■ **ВАШИ ЗАДАНИЯ**:
• a. Перепиши дословно фрагмент записей от самого их начала по строку, содержащую «215L350 212L339 214L338», включительно.
• b. Продолжи текст о политических режимах серой зоны, начав сразу после его последнего предложения.

■ **ЦИТИРУЕМЫЙ ТЕКСТ**:

┌──

Существует много разновидностей бесплодного плюразлизма. В одних случаях партии, сменяющие друг друга у власти, охвачены парализующей их враждой. Находясь в оппозиции, они делают все, чтобы помешать сопернику хоть что-нибудь предпринять, как это происходит в Бангладеш. В других случаях конкуренция элит приводит к коллизии, которая, формально или неофициально, делает смену власти бесполезной в различных аспектах, как это произошло в Никарагуа в конце 90-х годов. В некоторых странах, пораженных бесплодным плюразлизмом, политическая конкуренция присуща глубоко укоренившимся партиями, которые по сути действуют как патронажные сети и, очевидно, неспособны к обновлению, как в Аргентине или Непале. В других государствах у власти чередуются постоянно меняющиеся политические группировки, партии-однодневки, возглавляемые харизматическими личностями, или временные союзы еще неустановившейся политической идентичности, как в Гватемале или в Украине. Все эти различающиеся случаи объединяет общая черта, которая, очевидно, является основной для бесплодного плю-разлизма. Политические элиты, будучи плюралистическими и соревновательными, в то же время глубоко отчуждены от граждан, что делает политическую жизнь предельно пустым и бесполезным занятием.
Режим доминирующей власти
Другим распространенным в серой зоне политическим синдромом является режим доминирующей власти (dominant-power politics). Страны с этим синдромом имеют ограниченное, но все же реальное политическое пространство, некоторую конкуренцию власти в лице оппозиционных групп и, по меньшей мере, большинство основных институциональных форм демократии. При этом одна политическая группировка — будь то движение, партия, семья или от-
дельный лидер — доминирует в системе таким образом, что в обозримом будущем смена власти представляется маловероятной.

└──

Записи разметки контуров
┌──

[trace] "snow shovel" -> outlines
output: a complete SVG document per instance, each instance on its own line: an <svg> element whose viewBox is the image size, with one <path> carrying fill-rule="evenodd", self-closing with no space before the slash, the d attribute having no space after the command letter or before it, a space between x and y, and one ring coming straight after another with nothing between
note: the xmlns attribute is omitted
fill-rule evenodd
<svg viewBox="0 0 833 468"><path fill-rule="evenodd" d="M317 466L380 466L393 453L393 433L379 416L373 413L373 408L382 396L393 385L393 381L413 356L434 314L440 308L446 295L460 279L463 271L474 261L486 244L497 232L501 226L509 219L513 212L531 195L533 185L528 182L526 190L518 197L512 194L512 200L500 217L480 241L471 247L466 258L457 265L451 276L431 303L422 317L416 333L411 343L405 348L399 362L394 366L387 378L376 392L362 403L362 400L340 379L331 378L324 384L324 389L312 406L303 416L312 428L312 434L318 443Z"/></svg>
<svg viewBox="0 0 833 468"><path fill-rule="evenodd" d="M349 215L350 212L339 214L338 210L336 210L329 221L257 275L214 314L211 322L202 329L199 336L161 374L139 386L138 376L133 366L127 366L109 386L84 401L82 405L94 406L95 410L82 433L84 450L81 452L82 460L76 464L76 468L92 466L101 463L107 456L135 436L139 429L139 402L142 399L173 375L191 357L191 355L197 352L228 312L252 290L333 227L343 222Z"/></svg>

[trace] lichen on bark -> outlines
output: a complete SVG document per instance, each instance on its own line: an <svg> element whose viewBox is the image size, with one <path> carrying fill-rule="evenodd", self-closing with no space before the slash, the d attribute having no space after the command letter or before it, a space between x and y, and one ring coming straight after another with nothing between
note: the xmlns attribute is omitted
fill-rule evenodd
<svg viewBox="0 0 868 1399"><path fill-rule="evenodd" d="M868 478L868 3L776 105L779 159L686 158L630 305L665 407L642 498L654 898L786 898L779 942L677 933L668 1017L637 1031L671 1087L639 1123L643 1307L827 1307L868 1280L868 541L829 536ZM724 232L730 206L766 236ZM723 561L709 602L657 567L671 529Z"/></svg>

└──

■ **ОТВЕТЫ К ЗАДАНИЯМ**:
• a.
[trace] "snow shovel" -> outlines
output: a complete SVG document per instance, each instance on its own line: an <svg> element whose viewBox is the image size, with one <path> carrying fill-rule="evenodd", self-closing with no space before the slash, the d attribute having no space after the command letter or before it, a space between x and y, and one ring coming straight after another with nothing between
note: the xmlns attribute is omitted
fill-rule evenodd
<svg viewBox="0 0 833 468"><path fill-rule="evenodd" d="M317 466L380 466L393 453L393 433L379 416L373 413L373 408L382 396L393 385L393 381L413 356L434 314L440 308L446 295L460 279L463 271L474 261L486 244L497 232L501 226L509 219L513 212L531 195L533 185L528 182L526 190L518 197L512 194L512 200L500 217L480 241L471 247L466 258L457 265L451 276L431 303L422 317L416 333L411 343L405 348L399 362L394 366L387 378L376 392L362 403L362 400L340 379L331 378L324 384L324 389L312 406L303 416L312 428L312 434L318 443Z"/></svg>
<svg viewBox="0 0 833 468"><path fill-rule="evenodd" d="M349 215L350 212L339 214L338 210L336 210L329 221L257 275L214 314L211 322L202 329L199 336L161 374L139 386L138 376L133 366L127 366L109 386L84 401L82 405L94 406L95 410L82 433L84 450L81 452L82 460L76 464L76 468L92 466L101 463L107 456L135 436L139 429L139 402L142 399L173 375L191 357L191 355L197 352L228 312L252 290L333 227L343 222Z"/></svg>

• b.
В отличие от стран, пораженных бесплодным плюрализмом, ключевая политическая проблема в режимах доминирующей власти — размытые границы между государством и правящей партией (или правящими политическими силами). Главные активы государства — финансы, рабочие места, публичная информация (через государственные СМИ) и полицейская власть — постепенно начинают напрямую обслуживать правящую партию. Если при бесплодном плюрализме судебные системы в какой-то степени независимы, то судопроизводство в режимах доминирующей власти, как правило, находится в зависимом положении и является частью монополии власти. Выборы при бесплодном плюрализме часто достаточно свободны и справедливы, а для режимов доминирующей власти типичной является ситуация, когда выборы не откровенно мошеннические, но достаточно сомнительные. Правящая группа стремится срежиссировать хорошее избирательное шоу, чтобы получить одобрение международного сообщества, спокойно манипулируя на игровом поле выборов таким образом, чтобы гарантировать себе победу.
Как и в системах бесплодного плюрализма, в режимах доминирующей власти граждане разочаровываются в политике и отстраняются от политического участия за пределами голосования. Хотя никакого чередования власти не происходит, граждане не демонстрируют политическую установку «чума на оба ваших дома», типичную для систем бесплодного плюрализма. Но при этом оппозиционным политическим партиям, которые обычно существуют, трудно завоевать доверие общества, имея статус аутсайдеров на поле власти. Надежды на эффективную оппозицию режиму связываются с группами гражданского общества, которые обычно представляют собой слабоструктурированное множество правозащитных НГО и независимых СМИ (часто финансируемых западными донорами), вступающих в конфликты с правительством по проблемам прав человека, окружающей среды, коррупции, а также по некоторым другим публичным вопросам.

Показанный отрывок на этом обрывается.